[Start Provided information]

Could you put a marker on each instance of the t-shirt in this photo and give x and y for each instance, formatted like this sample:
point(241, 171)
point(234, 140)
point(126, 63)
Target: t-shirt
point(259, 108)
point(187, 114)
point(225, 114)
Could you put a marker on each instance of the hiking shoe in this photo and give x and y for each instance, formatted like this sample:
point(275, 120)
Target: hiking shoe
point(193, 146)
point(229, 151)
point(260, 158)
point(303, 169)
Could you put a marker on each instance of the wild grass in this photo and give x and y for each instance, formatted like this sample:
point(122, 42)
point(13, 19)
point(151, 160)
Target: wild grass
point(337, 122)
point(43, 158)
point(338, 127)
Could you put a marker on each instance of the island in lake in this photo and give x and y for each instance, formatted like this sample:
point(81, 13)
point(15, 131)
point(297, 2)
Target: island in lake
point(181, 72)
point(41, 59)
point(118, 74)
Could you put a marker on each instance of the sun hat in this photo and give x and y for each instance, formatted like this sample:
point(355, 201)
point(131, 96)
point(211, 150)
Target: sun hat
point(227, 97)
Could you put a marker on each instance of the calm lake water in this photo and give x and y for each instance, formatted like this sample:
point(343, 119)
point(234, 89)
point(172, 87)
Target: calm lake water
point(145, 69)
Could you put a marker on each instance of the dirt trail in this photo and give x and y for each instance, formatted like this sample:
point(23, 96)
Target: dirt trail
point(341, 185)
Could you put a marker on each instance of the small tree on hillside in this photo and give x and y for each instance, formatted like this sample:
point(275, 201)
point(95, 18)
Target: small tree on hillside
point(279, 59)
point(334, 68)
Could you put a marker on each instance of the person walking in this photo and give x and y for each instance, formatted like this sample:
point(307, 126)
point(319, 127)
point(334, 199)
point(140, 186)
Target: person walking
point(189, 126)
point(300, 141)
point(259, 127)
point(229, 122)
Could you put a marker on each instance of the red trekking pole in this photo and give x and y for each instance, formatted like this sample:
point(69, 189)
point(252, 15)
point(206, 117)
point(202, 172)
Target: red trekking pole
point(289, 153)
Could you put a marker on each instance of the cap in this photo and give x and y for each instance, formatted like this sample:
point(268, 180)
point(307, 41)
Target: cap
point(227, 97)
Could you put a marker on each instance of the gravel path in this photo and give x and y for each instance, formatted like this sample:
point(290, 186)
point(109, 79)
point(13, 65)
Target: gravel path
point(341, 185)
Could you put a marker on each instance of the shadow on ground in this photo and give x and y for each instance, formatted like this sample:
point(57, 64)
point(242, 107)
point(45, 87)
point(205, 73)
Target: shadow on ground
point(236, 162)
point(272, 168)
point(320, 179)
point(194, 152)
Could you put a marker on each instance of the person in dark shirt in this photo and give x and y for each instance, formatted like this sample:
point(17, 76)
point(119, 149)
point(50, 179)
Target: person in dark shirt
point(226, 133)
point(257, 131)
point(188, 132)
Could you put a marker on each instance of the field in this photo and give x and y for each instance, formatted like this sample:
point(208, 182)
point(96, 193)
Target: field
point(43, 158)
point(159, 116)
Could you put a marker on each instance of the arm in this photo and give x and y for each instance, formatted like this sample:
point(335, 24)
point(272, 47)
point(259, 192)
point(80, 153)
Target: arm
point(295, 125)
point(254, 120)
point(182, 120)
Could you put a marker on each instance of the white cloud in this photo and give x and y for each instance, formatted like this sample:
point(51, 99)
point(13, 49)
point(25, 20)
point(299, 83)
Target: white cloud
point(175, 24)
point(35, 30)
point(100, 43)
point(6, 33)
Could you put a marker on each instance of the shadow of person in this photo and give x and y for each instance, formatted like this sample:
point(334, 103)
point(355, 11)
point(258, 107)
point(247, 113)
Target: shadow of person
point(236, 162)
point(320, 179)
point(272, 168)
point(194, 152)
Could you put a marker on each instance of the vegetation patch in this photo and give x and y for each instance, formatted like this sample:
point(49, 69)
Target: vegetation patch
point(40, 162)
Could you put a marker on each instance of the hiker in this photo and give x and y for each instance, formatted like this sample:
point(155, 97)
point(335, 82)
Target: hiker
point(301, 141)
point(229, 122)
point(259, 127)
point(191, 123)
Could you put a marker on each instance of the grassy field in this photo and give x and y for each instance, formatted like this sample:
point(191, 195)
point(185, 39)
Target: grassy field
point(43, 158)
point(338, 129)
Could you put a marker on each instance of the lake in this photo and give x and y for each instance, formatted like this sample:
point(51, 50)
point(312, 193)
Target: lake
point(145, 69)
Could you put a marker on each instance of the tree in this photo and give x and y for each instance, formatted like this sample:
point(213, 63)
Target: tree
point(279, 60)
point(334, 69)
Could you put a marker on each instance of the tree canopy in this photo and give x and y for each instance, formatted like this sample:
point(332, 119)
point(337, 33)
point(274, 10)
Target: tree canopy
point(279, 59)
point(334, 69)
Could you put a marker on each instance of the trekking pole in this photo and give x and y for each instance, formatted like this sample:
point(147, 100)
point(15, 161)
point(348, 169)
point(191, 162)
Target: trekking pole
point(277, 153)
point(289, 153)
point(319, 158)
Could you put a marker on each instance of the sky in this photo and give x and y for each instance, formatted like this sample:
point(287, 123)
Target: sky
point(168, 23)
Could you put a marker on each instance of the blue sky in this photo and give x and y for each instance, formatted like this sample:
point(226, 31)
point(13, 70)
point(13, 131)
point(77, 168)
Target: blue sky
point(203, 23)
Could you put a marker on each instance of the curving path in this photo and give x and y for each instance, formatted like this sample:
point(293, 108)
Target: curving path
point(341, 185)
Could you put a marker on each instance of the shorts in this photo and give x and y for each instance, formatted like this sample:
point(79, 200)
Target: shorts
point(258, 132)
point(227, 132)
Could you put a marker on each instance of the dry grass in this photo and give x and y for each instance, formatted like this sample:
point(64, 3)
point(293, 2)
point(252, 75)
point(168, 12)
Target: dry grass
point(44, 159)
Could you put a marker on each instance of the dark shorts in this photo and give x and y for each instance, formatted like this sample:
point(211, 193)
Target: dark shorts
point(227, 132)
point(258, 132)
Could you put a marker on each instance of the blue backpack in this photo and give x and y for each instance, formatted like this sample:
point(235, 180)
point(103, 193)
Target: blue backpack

[End Provided information]

• Requirements: Write out all of the items again, switching each "put a marker on" to "mark" and leaving everything else as it is.

• Result:
Could you mark each instance of the t-shirt in this photo and give x and y for each instance, formatted like this sample:
point(241, 171)
point(234, 140)
point(126, 63)
Target: t-shirt
point(259, 108)
point(187, 114)
point(225, 114)
Could you mark each instance of the hiking shoe in this photo and give x and y for each instance, formatted like this sample:
point(275, 120)
Target: hiking shoe
point(193, 146)
point(229, 151)
point(260, 158)
point(303, 169)
Could you mark each instance of the wild grass in this photo and give x and y for each instance, formatted like this sample:
point(122, 42)
point(13, 19)
point(151, 160)
Target: wild grass
point(337, 122)
point(43, 158)
point(338, 127)
Could you mark each instance of the island in lake in this photo and give x and y for each instance, formatted like this sample:
point(81, 13)
point(15, 131)
point(297, 2)
Target: island in lake
point(181, 72)
point(41, 59)
point(118, 74)
Could you mark each instance of the sun hat in this photo and give x and y for each instance, formatted like this sample:
point(355, 201)
point(131, 96)
point(211, 150)
Target: sun hat
point(227, 97)
Could you mark each instance of the calm lake water in this photo and give x and y for each instance, formatted like this sample:
point(343, 119)
point(234, 89)
point(172, 87)
Target: calm lake water
point(145, 69)
Could you mark each instance of the dirt trail in this photo and give x and y for each instance, formatted like this sample:
point(23, 96)
Target: dirt trail
point(341, 185)
Could you mark each instance of the small tree on hillside in this photo and give x and y for each instance, formatted like this sample:
point(275, 201)
point(95, 18)
Target: small tree on hillside
point(279, 59)
point(334, 68)
Could you mark each instance of the person walking in this photo and give x and y for each instance, formatted like this sample:
point(307, 126)
point(319, 127)
point(334, 199)
point(140, 186)
Target: person walking
point(189, 126)
point(300, 141)
point(259, 127)
point(229, 122)
Could you mark each instance of the red trekking pole in this photo and give x and y for each instance, formatted like this sample:
point(69, 189)
point(252, 15)
point(206, 117)
point(202, 172)
Target: red trekking pole
point(289, 153)
Could you mark each instance of the cap in this photo and give x and y for each instance, formatted like this sample:
point(268, 180)
point(307, 41)
Target: cap
point(227, 97)
Could you mark each instance of the gravel path in this photo and give x and y for each instance, formatted like this sample:
point(290, 186)
point(109, 79)
point(13, 65)
Target: gravel path
point(341, 185)
Could you mark each instance of the shadow on ground in this photo and give x and y for each instance, formatted like this sample:
point(57, 64)
point(242, 107)
point(45, 87)
point(205, 73)
Target: shadow on ground
point(236, 162)
point(272, 168)
point(320, 179)
point(194, 152)
Could you mark each instance of the person in dark shirt in this photo and give x and y for each instance, formatted like this sample:
point(17, 76)
point(119, 149)
point(50, 179)
Target: person in dark shirt
point(226, 133)
point(257, 131)
point(188, 132)
Could you mark each instance of the field in this photo and give x and y for each instance, formatted like this sample:
point(208, 182)
point(96, 193)
Target: field
point(43, 158)
point(159, 116)
Could you mark each instance of the arm in this photo and give x and y for each instance, formatted like this sample:
point(335, 24)
point(272, 47)
point(259, 192)
point(80, 153)
Target: arm
point(295, 125)
point(254, 120)
point(182, 120)
Could you mark each instance of the white cloud in this photo and give x and y for each instance, formatted like this sample:
point(51, 99)
point(13, 49)
point(25, 20)
point(299, 83)
Target: white cloud
point(175, 24)
point(35, 30)
point(100, 43)
point(6, 33)
Could you mark each instance of the shadow of person in this photo and give x and y for each instance, formatted like this sample:
point(334, 103)
point(355, 11)
point(258, 107)
point(247, 113)
Target: shadow of person
point(236, 162)
point(320, 179)
point(272, 168)
point(194, 152)
Could you mark each instance of the vegetation patch in this photo and give x and y for each instance, formatted like this sample:
point(49, 69)
Target: vegetation patch
point(40, 162)
Could you mark each instance of the hiker in this photo and give x and y for each instance, formatted like this sample:
point(155, 97)
point(335, 82)
Target: hiker
point(301, 141)
point(229, 122)
point(259, 127)
point(191, 123)
Could you mark each instance of the grassy field in this photo and give x and y for each instance, formatted like this sample:
point(191, 195)
point(185, 39)
Target: grassy field
point(43, 158)
point(338, 129)
Could you mark each instance of the lake in this photo and give x and y for each instance, formatted like this sample:
point(51, 50)
point(312, 193)
Target: lake
point(145, 69)
Could you mark each instance of the tree in this photo and give x and y for each instance, formatted like this sample:
point(213, 63)
Target: tree
point(279, 60)
point(334, 69)
Could you mark each instance of the tree canopy in this photo and give x and y for each instance, formatted like this sample:
point(332, 119)
point(337, 33)
point(274, 10)
Target: tree canopy
point(279, 59)
point(334, 69)
Could you mark each instance of the trekking pole in this photo and give x and y for each instance, formatted like this sample:
point(147, 100)
point(15, 161)
point(348, 169)
point(191, 162)
Target: trekking pole
point(277, 153)
point(289, 153)
point(319, 158)
Could you mark each instance of the sky in this photo and give x and y for each instance, formatted like this sample:
point(287, 123)
Target: sky
point(168, 23)
Could you mark each instance of the blue sky in this photo and give x and y for each instance, formatted like this sample:
point(226, 31)
point(13, 70)
point(13, 131)
point(77, 168)
Target: blue sky
point(203, 23)
Could you mark each instance of the curving path in this photo and give x and y for each instance, formatted like this sample:
point(293, 108)
Target: curving path
point(341, 185)
Could you mark each instance of the shorts in this photo and give x and y for each instance, formatted like this sample:
point(79, 200)
Target: shorts
point(258, 132)
point(227, 132)
Could you mark each instance of the dry grass in this photo and give x and y for each instance, formatted like this sample:
point(64, 3)
point(293, 2)
point(252, 75)
point(168, 12)
Target: dry grass
point(44, 159)
Could you mark each instance of the dark shorts in this photo and give x and y for each instance, formatted like this sample:
point(211, 193)
Target: dark shorts
point(227, 132)
point(258, 132)
Could you mark each instance of the blue backpack in this photo and give x and y for each instance, formatted like this sample:
point(235, 180)
point(103, 193)
Target: blue backpack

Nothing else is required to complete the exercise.